Text shown ▸
----------

Keywords: cardiotoxicity; differentiation; hydroxychloroquine; proliferation; stem cells.

FIGURE 1

Effect of HDQ on mouse induced pluripotent stem cells (miPSCs). (A) Experimental workflow for culturing, dissociating and seeding cells on E-Plate cardio 96 of xCELLigence RTCA System. (B) Exemplary recordings showing changes in cell index (CI) in the presence of different concentrations of HDQ as compared to control condition. Cells (25,000 cells/well) were seeded and incubated at 37°C with 5% CO₂ 2 h before measurement. Different concentrations of HDQ were generally added 24 h post plating. (C) Peak cell index values before (pre-treatment) and after treatment with different concentrations of HDQ for 12, 24 36 and 72 h. (D) Representative bright field microscopic images of control and 250 µM HDQ-treated cells after 48 h exposure. (E) Representative flow cytometry histogram showing the effect of different concentrations of HDQ on miPSCs after 48 h exposure. Data are presented as the mean ± SEM of three independent experiments. *p < 0.05 significantly different compared with control.

FIGURE 2

Dynamic monitoring the effect of HDQ on mESC-CMs using RTCA cardio system. (A) Experimental workflow used to examine the effect of HDQ on mouse ES cell-derived cardiomyocytes (mESC-CMs) proliferation and beating activity. (B) Representative kinetics showing change in cell index in the absence (control) or presence of increasing concentration of HDQ. (C) Representative images of changes in beating activity of cardiomyocytes at different time points treated or not (control) with different concentrations of HDQ. (D) Average of beating rate (1/minute) of mESC-CMs recorded at indicated time points before- (pre-treatment) and after treatment with different HDQ concentrations at different time points. Data are shown as mean ± SEM of 6 wells each from three independent experiments. *p < 0.05 vs control.

FIGURE 3

Multielectrode arrays recordings of spontaneously beating EBs/cardiac cluster and effect of HDQ. (A,B) Microscopy images of mES cells (mESC) colony (A) and EBs (B) at day 14 of differentiation. (C) Viable and spontaneously beating mESC-derived cardiac cluster attached to MEA chamber. (D) Representative extracellular field potential (FP) of beating cluster of miPSC-CMs recordings from all 60 electrodes of MEA plate.

----------

Records supplied ▸
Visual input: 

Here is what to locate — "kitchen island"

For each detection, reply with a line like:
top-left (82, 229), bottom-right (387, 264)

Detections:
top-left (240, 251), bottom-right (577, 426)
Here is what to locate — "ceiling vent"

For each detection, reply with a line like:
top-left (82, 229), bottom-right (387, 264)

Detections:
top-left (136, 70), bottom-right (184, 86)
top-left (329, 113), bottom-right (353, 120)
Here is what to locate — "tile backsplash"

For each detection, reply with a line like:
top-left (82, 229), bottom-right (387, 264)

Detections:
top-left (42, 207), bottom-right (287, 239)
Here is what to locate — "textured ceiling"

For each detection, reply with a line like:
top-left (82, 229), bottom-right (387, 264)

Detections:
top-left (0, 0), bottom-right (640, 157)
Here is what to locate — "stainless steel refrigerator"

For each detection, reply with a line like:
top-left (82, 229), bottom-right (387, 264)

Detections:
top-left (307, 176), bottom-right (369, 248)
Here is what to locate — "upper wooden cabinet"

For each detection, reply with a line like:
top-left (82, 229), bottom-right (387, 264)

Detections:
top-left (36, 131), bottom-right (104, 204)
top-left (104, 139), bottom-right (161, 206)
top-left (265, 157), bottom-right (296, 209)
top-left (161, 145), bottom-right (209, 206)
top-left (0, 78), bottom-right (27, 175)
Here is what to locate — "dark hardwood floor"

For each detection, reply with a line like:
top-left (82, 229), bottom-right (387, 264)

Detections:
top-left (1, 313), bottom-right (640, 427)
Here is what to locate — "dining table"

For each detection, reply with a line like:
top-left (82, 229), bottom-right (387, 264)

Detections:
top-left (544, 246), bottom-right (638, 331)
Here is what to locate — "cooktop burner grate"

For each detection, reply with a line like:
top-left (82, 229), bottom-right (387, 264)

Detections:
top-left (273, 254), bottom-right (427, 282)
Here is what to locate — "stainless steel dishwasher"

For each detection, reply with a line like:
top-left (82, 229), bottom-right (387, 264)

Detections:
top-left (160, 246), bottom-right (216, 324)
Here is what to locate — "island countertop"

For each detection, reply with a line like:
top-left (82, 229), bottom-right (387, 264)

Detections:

----------

Task requirements ▸
**A.** According to the figure legends, how many cells were seeded per well?
**B.** Please quote the stretch of the figure legends from "Dynamic monitoring the" through "0.05 vs control.".

Answer list ▸
**A.** 25,000 cells per well.

**B.**
Dynamic monitoring the effect of HDQ on mESC-CMs using RTCA cardio system. (A) Experimental workflow used to examine the effect of HDQ on mouse ES cell-derived cardiomyocytes (mESC-CMs) proliferation and beating activity. (B) Representative kinetics showing change in cell index in the absence (control) or presence of increasing concentration of HDQ. (C) Representative images of changes in beating activity of cardiomyocytes at different time points treated or not (control) with different concentrations of HDQ. (D) Average of beating rate (1/minute) of mESC-CMs recorded at indicated time points before- (pre-treatment) and after treatment with different HDQ concentrations at different time points. Data are shown as mean ± SEM of 6 wells each from three independent experiments. *p < 0.05 vs control.